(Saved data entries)
= Beginning of Section =

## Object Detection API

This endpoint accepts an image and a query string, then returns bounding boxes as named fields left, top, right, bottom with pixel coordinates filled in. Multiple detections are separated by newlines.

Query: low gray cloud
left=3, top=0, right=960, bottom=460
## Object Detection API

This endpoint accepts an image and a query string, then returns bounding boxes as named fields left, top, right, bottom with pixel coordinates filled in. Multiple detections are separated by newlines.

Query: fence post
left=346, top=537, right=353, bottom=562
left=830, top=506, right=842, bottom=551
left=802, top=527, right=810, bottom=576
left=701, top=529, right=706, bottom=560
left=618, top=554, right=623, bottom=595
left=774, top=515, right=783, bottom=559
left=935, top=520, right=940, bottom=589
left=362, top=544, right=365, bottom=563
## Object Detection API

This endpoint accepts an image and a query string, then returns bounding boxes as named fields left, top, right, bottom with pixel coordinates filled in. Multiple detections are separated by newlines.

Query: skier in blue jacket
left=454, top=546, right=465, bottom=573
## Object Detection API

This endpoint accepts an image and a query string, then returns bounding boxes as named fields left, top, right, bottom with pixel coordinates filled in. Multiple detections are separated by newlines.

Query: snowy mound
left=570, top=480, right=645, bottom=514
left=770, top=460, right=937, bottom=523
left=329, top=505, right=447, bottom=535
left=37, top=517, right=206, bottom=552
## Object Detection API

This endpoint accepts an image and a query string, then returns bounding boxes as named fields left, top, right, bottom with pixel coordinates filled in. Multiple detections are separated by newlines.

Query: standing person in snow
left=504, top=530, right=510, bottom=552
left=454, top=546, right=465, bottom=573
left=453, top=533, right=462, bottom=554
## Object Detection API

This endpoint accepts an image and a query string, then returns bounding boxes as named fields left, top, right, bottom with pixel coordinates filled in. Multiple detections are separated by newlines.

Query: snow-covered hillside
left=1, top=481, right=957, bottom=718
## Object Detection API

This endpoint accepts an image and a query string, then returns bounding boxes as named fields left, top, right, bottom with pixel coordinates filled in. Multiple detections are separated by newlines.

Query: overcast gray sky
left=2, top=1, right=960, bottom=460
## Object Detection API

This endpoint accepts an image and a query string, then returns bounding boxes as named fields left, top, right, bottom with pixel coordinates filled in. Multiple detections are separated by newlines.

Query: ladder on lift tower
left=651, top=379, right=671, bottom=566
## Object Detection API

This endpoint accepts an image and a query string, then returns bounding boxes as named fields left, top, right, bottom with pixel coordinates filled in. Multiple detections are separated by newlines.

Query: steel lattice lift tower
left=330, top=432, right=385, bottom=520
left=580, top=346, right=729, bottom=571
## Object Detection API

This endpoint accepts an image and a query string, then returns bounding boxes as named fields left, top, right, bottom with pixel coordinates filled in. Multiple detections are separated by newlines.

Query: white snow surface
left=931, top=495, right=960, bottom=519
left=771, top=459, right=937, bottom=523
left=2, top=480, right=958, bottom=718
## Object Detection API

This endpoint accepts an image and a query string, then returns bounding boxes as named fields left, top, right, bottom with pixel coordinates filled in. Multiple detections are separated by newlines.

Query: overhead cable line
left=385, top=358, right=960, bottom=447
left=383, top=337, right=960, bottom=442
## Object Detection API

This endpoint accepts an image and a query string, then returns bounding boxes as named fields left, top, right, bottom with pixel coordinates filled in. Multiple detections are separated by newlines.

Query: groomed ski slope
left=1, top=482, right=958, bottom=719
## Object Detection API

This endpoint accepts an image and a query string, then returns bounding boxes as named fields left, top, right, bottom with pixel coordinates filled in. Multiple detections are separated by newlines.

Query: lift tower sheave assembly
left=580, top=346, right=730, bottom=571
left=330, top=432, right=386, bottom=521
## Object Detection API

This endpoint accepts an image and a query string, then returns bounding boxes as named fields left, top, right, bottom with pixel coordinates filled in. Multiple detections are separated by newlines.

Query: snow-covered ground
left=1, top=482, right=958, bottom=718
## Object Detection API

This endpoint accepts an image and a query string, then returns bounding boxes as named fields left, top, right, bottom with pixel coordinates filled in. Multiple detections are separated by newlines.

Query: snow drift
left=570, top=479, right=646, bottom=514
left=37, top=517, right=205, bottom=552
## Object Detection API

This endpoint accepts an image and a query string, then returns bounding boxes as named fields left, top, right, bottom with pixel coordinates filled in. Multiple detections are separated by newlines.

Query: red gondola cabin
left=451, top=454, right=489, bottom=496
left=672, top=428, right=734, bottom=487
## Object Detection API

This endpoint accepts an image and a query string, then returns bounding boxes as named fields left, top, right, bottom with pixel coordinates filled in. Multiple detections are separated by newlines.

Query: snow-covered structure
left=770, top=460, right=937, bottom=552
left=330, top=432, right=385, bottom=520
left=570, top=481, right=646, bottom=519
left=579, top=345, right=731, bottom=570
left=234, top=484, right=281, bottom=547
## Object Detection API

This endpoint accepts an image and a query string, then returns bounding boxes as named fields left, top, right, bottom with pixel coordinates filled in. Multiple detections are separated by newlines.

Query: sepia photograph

= End of Section =

#### EXERCISE DETAILS
With nothing left out, transcribe the records above exactly.

#### RESPONSE TO THE TASK
## Object Detection API

This endpoint accepts an image and a query string, then returns bounding boxes as named fields left, top, right, bottom with pixel coordinates filled in. Multiple detections are separated by newlines.

Query: low gray cloud
left=3, top=0, right=960, bottom=460
## Object Detection API

This endpoint accepts an image and a query string, then returns bounding boxes as named fields left, top, right, bottom with pixel coordinates filled in. Multiple detections are separated by newlines.

Query: fence post
left=346, top=537, right=353, bottom=562
left=830, top=506, right=842, bottom=551
left=802, top=527, right=810, bottom=576
left=701, top=529, right=706, bottom=560
left=618, top=554, right=623, bottom=595
left=774, top=515, right=783, bottom=559
left=935, top=520, right=940, bottom=589
left=362, top=544, right=365, bottom=563
## Object Detection API

This endpoint accepts an image and a query string, then returns bounding boxes as named fields left, top, right, bottom with pixel coordinates filled in. Multiple detections are separated by newlines.

Query: skier in blue jacket
left=454, top=546, right=465, bottom=573
## Object Detection API

This endpoint accepts an image and a query string, then returns bounding boxes as named fields left, top, right, bottom with pixel coordinates filled in. Multiple detections are separated by newlines.

Query: snowy mound
left=570, top=480, right=645, bottom=514
left=770, top=460, right=937, bottom=523
left=329, top=505, right=447, bottom=535
left=37, top=517, right=206, bottom=552
## Object Detection API

This endpoint accepts an image and a query string, then returns bounding boxes as named fields left, top, right, bottom with pixel coordinates filled in. Multiple detections are separated by newlines.

Query: standing person in snow
left=504, top=530, right=510, bottom=552
left=454, top=546, right=465, bottom=573
left=453, top=533, right=462, bottom=554
## Object Detection API

This endpoint accepts an image and a query string, then returns bounding boxes as named fields left, top, right, bottom with pixel coordinates filled in. Multiple detections are separated by newlines.

Query: snow-covered hillside
left=1, top=481, right=957, bottom=718
## Object Detection API

This endpoint accepts an image and a query string, then returns bounding boxes as named fields left, top, right, bottom with pixel coordinates filled in. Multiple detections are separated by newlines.

Query: overcast gray sky
left=2, top=1, right=960, bottom=460
## Object Detection API

This endpoint accepts an image and a query string, then returns bounding boxes as named fields left, top, right, bottom with pixel coordinates filled in. Multiple detections are separated by newlines.

Query: ladder on lift tower
left=651, top=379, right=671, bottom=566
## Object Detection API

This endpoint accepts an image and a query string, then returns bounding boxes as named fields left, top, right, bottom with pixel coordinates filled in. Multiple detections are separated by newlines.

Query: steel lattice lift tower
left=330, top=432, right=385, bottom=520
left=580, top=346, right=729, bottom=571
## Object Detection API

This endpoint accepts an image and a query string, then returns bounding boxes as named fields left, top, right, bottom with pixel coordinates filled in. Multiple detections are separated by newlines.

Query: white snow surface
left=931, top=495, right=960, bottom=519
left=771, top=459, right=937, bottom=523
left=2, top=480, right=958, bottom=718
## Object Detection API

This endpoint accepts an image and a query string, then returns bounding boxes as named fields left, top, right, bottom with pixel coordinates filled in. Multiple detections are separated by newlines.

Query: overhead cable line
left=385, top=358, right=960, bottom=447
left=383, top=337, right=960, bottom=442
## Object Detection API

This endpoint accepts an image and a query string, then returns bounding boxes as named fields left, top, right, bottom with pixel coordinates filled in. Multiple detections are separated by newlines.

Query: groomed ski slope
left=1, top=482, right=958, bottom=719
## Object Detection API

This endpoint accepts an image and a query string, then returns bounding boxes as named fields left, top, right, bottom with pixel coordinates filled in. Multiple detections are separated by newlines.

Query: lift tower sheave assembly
left=580, top=346, right=730, bottom=571
left=330, top=432, right=386, bottom=521
## Object Detection API

This endpoint accepts an image and a query string, then returns bounding boxes as named fields left, top, right, bottom with pixel coordinates filled in. Multiple detections are separated by newlines.

Query: snow-covered ground
left=1, top=482, right=958, bottom=718
## Object Detection API

This endpoint accepts an image and a query string, then returns bounding boxes as named fields left, top, right, bottom with pixel coordinates filled in. Multiple detections are separated by newlines.

Query: snow drift
left=570, top=479, right=646, bottom=514
left=37, top=517, right=205, bottom=552
## Object Detection API

This endpoint accepts an image and a query string, then returns bounding boxes as named fields left, top, right, bottom with pixel coordinates filled in. Multiple detections are separated by newlines.

Query: red gondola cabin
left=451, top=454, right=489, bottom=496
left=672, top=428, right=734, bottom=487
## Object Detection API

This endpoint accepts an image and a query string, then returns bounding boxes as named fields left, top, right, bottom with pixel coordinates filled in. Multiple detections are separated by newlines.

Query: snow-covered structure
left=770, top=460, right=937, bottom=552
left=330, top=432, right=385, bottom=520
left=570, top=481, right=646, bottom=519
left=579, top=345, right=731, bottom=570
left=234, top=484, right=281, bottom=547
## Object Detection API

This endpoint accepts an image and a query string, then returns bounding boxes as named fields left, top, right, bottom with pixel coordinates filled in. Multiple detections are separated by newlines.

Query: sepia photograph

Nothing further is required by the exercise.